■ Short exercise
Copy the entries below word for word, with nothing changed, added, or left out.

╭─ Data for this task

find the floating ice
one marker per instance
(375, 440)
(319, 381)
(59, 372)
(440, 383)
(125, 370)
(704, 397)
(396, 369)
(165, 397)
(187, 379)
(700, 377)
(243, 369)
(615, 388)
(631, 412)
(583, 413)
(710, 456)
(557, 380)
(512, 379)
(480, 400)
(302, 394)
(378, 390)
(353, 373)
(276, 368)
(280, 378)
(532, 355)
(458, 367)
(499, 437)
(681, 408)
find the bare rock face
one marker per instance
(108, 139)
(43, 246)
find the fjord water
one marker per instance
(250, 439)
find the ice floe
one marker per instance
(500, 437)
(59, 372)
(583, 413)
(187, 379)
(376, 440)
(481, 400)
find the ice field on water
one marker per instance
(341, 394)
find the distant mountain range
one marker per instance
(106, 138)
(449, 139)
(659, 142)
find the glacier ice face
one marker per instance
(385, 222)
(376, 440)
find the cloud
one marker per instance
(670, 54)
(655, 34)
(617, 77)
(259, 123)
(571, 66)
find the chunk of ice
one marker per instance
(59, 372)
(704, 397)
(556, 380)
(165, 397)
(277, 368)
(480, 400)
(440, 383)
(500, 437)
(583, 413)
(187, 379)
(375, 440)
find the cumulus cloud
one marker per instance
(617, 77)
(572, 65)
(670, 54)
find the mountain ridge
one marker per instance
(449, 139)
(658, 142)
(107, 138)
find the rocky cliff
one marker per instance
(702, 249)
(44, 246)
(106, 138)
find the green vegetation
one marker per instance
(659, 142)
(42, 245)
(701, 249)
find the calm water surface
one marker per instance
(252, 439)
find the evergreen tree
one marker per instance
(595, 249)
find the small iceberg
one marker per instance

╰─

■ Answer to this problem
find the floating ice
one marker per instance
(375, 440)
(319, 381)
(59, 372)
(440, 383)
(125, 370)
(704, 397)
(396, 369)
(165, 397)
(187, 379)
(700, 377)
(243, 369)
(615, 388)
(631, 412)
(583, 413)
(710, 456)
(557, 380)
(512, 379)
(480, 400)
(302, 394)
(378, 390)
(353, 373)
(276, 368)
(280, 378)
(532, 355)
(458, 367)
(499, 437)
(681, 408)
find the bare rock face
one marker per instance
(108, 139)
(43, 246)
find the fjord water
one marker per instance
(250, 439)
find the ice floe
one marker per instance
(500, 437)
(59, 372)
(583, 413)
(187, 379)
(376, 440)
(481, 400)
find the ice field on water
one marker per instance
(341, 394)
find the distant mountain range
one marker per instance
(106, 138)
(449, 139)
(659, 142)
find the glacier ice face
one marker per instance
(385, 222)
(376, 440)
find the cloud
one marker per instance
(670, 54)
(655, 34)
(617, 77)
(259, 123)
(571, 66)
find the chunk of ice
one marker per instance
(59, 372)
(704, 397)
(556, 380)
(165, 397)
(277, 368)
(480, 400)
(440, 383)
(500, 437)
(583, 413)
(187, 379)
(375, 440)
find the cumulus cloud
one marker per instance
(617, 77)
(572, 65)
(670, 54)
find the mountain ridge
one marker per instance
(449, 139)
(658, 142)
(107, 138)
find the rocky cliff
one marker per instance
(702, 249)
(44, 246)
(106, 138)
find the green vegetation
one marker per instance
(659, 142)
(42, 245)
(701, 249)
find the calm water surface
one marker per instance
(252, 439)
find the evergreen tree
one marker per instance
(595, 249)
find the small iceberg
one marker per instance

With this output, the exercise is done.